Object point labels
__________
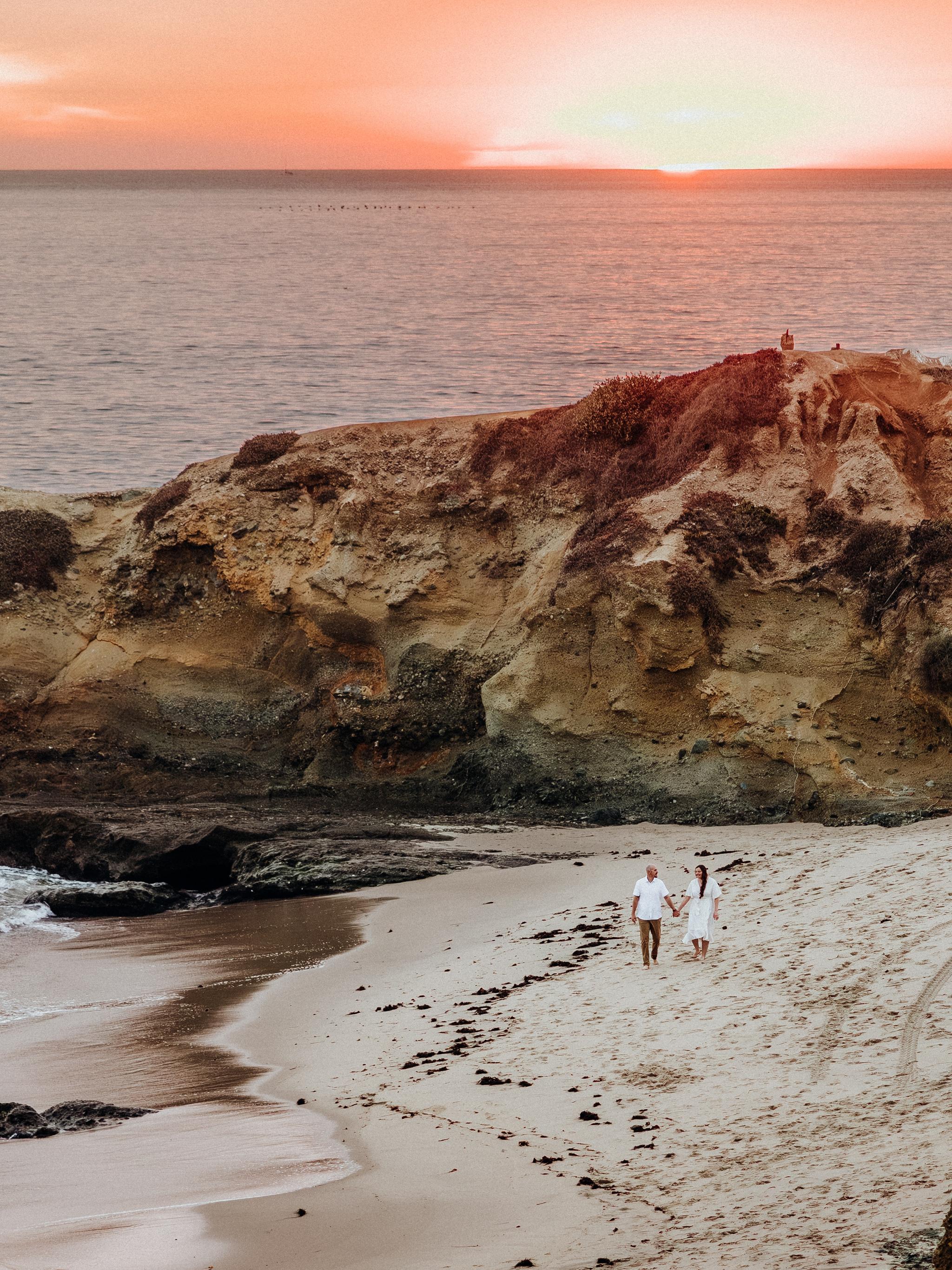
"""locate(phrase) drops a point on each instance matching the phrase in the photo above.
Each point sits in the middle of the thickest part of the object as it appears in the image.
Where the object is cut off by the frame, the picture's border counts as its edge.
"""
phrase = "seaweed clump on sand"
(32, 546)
__________
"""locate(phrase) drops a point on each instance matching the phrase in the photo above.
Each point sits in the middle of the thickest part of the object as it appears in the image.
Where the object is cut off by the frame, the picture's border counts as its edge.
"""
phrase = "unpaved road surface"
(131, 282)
__________
== Work instructions ==
Count the lines in the listing above that contain the string "phrase", treating uppercase and lowercase as different. Reply with the number alone.

== Final result ==
4